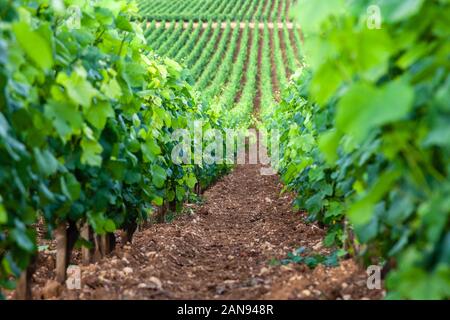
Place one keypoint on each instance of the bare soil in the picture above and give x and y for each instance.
(221, 250)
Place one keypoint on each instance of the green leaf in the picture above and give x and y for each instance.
(397, 10)
(180, 192)
(328, 144)
(150, 149)
(361, 211)
(71, 187)
(98, 113)
(191, 181)
(22, 240)
(159, 176)
(37, 47)
(311, 13)
(46, 162)
(78, 88)
(3, 213)
(91, 152)
(65, 117)
(365, 107)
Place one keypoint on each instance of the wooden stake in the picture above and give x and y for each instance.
(61, 252)
(86, 252)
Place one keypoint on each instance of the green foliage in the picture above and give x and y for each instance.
(86, 116)
(365, 136)
(303, 256)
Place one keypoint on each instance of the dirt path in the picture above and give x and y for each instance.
(221, 250)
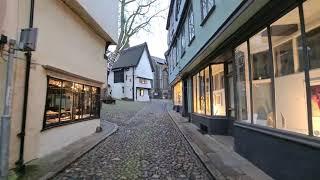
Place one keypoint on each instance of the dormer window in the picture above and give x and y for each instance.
(207, 7)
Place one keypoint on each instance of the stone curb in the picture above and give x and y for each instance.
(52, 174)
(213, 172)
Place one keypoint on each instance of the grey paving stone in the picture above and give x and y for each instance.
(147, 145)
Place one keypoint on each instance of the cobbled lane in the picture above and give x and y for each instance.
(147, 145)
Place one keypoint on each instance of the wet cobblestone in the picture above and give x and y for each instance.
(146, 146)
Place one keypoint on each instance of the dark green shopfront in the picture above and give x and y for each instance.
(262, 86)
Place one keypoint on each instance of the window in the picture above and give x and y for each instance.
(68, 101)
(177, 94)
(191, 30)
(141, 92)
(312, 26)
(207, 90)
(143, 81)
(289, 74)
(207, 6)
(243, 83)
(261, 66)
(183, 41)
(218, 91)
(119, 76)
(178, 5)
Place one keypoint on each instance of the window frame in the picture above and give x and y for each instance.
(306, 69)
(204, 18)
(117, 78)
(191, 25)
(46, 126)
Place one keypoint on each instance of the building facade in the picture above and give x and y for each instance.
(236, 69)
(131, 77)
(160, 81)
(67, 72)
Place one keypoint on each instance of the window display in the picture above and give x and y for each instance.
(218, 91)
(289, 74)
(261, 69)
(243, 83)
(311, 9)
(69, 101)
(177, 96)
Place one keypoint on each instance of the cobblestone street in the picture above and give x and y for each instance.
(147, 145)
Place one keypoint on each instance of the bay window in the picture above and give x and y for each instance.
(69, 101)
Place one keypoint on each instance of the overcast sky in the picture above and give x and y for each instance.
(157, 38)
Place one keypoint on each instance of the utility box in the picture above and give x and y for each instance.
(28, 39)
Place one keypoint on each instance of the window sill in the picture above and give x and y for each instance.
(191, 41)
(52, 126)
(208, 15)
(210, 116)
(282, 134)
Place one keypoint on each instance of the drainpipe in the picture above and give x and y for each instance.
(133, 89)
(21, 135)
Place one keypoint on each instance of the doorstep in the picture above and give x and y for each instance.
(48, 166)
(217, 153)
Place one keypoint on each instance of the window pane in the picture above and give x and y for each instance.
(66, 101)
(178, 94)
(261, 84)
(202, 93)
(312, 21)
(243, 83)
(218, 91)
(53, 101)
(87, 101)
(291, 109)
(77, 100)
(194, 79)
(207, 89)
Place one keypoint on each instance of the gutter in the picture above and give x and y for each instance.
(21, 135)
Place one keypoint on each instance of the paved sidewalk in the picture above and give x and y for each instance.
(217, 153)
(50, 165)
(147, 145)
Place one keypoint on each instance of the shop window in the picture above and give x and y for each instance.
(183, 41)
(87, 101)
(194, 92)
(68, 101)
(218, 91)
(261, 62)
(53, 101)
(119, 76)
(243, 83)
(207, 91)
(312, 26)
(177, 90)
(191, 30)
(289, 81)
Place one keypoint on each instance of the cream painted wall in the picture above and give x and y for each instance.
(105, 13)
(66, 42)
(57, 138)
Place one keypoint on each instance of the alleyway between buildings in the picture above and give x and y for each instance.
(147, 145)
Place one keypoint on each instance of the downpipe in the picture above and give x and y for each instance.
(6, 117)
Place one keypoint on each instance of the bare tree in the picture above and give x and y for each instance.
(135, 15)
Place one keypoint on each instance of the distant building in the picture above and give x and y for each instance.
(131, 76)
(251, 69)
(161, 81)
(66, 75)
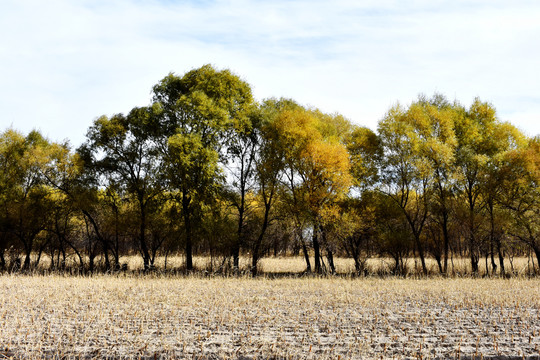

▸ What is asked:
Starting with the line that contains "Place one keypoint on each instance of the bare tree" and going on through the end of the lines, please write out every one of those lines again, adding 137 to each x and y coordinate in the answers. Leave the pictures out.

▸ Answer to the task:
Place one keypoint on each instance of the bare tree in the picture above and give x and y for each instance.
(272, 152)
Place one keypoint on each instance of the distant building in the picture above and give x and y for each instance.
(268, 213)
(388, 206)
(298, 218)
(203, 212)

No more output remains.